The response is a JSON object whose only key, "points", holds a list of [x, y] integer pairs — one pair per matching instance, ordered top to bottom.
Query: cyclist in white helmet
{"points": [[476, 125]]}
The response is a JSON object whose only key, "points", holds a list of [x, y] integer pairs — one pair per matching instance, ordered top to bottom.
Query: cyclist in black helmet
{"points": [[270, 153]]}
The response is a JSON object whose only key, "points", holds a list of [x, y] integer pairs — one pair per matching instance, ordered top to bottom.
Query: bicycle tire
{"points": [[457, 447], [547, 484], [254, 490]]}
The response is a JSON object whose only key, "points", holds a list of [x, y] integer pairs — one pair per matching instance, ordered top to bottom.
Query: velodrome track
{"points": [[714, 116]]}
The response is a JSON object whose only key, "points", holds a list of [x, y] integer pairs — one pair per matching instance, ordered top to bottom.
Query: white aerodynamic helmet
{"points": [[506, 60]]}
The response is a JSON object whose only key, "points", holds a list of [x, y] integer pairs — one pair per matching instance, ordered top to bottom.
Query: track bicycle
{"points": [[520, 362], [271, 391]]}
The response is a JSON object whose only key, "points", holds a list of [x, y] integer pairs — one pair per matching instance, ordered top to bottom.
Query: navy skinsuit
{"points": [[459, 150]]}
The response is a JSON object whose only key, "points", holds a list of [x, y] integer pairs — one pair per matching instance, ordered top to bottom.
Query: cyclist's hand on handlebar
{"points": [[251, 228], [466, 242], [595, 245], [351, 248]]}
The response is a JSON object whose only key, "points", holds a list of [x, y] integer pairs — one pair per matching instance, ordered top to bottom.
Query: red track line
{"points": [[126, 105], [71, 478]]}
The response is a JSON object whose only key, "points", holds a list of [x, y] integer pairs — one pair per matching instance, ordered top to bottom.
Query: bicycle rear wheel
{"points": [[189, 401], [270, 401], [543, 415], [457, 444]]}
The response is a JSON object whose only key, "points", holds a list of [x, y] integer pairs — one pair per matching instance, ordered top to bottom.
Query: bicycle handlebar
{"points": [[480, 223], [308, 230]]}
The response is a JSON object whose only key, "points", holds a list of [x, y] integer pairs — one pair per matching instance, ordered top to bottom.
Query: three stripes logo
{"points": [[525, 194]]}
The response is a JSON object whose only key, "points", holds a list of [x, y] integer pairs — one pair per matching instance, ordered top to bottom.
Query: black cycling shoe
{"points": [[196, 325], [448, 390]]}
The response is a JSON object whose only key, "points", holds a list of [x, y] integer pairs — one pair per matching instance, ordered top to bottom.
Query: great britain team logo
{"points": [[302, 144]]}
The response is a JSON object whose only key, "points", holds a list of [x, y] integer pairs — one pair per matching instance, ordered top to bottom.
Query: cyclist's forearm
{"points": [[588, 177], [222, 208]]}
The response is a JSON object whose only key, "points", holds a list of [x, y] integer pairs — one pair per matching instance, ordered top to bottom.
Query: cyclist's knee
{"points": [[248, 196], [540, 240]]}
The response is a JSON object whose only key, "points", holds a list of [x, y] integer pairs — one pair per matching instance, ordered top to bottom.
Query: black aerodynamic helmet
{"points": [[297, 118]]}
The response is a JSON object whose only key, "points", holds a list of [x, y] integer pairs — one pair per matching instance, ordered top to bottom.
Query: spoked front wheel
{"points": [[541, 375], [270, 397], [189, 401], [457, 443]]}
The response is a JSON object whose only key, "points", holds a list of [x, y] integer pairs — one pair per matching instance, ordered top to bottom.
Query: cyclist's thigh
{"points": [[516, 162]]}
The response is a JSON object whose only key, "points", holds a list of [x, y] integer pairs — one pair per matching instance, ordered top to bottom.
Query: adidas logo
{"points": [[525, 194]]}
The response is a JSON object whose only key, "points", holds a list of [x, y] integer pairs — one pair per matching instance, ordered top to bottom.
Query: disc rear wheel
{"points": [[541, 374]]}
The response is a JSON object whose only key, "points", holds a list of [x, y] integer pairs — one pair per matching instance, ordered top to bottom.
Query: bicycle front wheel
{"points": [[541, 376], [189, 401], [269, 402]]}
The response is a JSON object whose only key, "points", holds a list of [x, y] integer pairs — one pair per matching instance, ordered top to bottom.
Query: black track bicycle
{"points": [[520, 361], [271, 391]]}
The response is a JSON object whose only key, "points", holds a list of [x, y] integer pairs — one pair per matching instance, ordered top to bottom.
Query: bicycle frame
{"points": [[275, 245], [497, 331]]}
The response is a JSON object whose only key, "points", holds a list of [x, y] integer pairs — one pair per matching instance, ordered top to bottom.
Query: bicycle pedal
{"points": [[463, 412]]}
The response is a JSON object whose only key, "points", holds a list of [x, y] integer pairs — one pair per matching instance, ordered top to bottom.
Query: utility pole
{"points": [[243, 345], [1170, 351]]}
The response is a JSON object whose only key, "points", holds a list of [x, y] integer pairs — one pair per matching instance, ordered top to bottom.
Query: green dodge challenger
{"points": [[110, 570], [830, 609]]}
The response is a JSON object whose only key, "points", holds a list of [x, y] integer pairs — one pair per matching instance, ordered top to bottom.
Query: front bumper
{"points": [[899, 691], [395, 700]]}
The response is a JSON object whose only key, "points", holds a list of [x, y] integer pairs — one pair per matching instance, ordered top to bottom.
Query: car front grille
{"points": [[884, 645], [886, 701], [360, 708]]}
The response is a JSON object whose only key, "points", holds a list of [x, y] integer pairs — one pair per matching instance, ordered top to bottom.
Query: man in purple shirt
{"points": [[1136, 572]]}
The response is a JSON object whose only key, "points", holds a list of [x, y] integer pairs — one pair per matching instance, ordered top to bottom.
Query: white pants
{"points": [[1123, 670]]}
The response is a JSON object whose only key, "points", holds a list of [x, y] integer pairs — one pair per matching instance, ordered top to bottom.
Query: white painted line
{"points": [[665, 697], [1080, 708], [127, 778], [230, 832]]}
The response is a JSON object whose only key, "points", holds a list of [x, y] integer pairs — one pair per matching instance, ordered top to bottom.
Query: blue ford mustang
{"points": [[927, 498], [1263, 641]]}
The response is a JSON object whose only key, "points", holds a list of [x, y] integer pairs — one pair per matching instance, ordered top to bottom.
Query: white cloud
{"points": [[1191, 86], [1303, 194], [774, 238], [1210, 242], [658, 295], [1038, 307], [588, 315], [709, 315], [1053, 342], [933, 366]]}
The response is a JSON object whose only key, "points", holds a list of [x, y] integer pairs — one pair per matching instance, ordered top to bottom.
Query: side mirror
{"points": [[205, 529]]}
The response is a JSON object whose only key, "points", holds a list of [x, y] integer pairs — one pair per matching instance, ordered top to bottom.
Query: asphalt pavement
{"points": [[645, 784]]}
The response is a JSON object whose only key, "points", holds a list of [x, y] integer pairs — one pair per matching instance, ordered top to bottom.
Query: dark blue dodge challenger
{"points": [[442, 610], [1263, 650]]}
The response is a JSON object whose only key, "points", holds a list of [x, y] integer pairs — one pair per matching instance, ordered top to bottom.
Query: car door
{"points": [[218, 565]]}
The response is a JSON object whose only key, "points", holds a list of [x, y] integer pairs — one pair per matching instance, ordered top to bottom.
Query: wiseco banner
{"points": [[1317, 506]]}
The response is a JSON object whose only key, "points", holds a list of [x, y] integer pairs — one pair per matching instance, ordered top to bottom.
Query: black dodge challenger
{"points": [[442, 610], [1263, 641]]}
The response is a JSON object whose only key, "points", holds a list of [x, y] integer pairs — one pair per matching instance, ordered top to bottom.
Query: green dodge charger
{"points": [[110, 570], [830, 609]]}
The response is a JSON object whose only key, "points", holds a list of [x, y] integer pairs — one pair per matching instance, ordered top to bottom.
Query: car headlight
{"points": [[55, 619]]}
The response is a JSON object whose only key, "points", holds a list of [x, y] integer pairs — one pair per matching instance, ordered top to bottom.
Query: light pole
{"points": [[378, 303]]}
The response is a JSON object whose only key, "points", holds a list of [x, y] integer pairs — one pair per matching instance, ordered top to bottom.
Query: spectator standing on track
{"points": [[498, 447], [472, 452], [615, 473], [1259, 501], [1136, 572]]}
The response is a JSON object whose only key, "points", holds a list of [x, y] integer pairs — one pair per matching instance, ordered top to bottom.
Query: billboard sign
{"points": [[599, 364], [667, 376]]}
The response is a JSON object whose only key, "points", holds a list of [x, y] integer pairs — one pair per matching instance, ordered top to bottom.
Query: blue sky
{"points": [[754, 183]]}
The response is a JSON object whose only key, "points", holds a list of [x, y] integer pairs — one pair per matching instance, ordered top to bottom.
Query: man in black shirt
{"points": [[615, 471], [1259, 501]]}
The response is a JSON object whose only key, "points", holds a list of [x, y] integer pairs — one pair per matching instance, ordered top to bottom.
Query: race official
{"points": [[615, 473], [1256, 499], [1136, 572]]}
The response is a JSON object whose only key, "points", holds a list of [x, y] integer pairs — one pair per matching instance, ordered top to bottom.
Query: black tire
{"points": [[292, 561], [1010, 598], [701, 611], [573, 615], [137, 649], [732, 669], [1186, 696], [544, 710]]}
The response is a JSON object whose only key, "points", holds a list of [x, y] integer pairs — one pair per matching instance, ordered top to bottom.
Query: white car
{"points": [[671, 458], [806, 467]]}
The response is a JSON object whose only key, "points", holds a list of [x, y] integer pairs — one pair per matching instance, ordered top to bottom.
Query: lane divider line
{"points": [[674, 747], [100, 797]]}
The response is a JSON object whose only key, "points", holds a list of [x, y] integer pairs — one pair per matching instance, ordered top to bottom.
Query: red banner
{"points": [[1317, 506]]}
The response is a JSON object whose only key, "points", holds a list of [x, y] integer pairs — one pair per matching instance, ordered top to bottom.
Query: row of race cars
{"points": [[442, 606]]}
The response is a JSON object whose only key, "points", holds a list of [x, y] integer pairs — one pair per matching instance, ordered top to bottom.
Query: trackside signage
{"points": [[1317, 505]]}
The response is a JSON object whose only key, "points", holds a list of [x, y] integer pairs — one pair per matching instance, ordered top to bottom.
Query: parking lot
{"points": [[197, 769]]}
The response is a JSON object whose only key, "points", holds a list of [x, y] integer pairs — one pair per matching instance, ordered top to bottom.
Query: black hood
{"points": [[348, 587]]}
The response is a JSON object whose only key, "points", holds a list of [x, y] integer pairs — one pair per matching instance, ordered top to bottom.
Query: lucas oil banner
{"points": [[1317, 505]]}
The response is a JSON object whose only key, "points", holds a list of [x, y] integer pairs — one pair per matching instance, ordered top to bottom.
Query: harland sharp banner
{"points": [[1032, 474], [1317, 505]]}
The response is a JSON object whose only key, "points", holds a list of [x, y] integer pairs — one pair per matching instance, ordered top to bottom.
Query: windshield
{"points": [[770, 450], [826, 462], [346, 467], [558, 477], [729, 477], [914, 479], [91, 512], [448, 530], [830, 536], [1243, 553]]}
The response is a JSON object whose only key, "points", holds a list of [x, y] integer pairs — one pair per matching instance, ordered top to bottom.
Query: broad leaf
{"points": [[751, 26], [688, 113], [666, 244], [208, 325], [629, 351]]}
____________________
What to work on
List every line of the listing that contains the word "logo", matching case exactly.

The answer
Query: three stripes logo
Query: great britain team logo
Query: adidas logo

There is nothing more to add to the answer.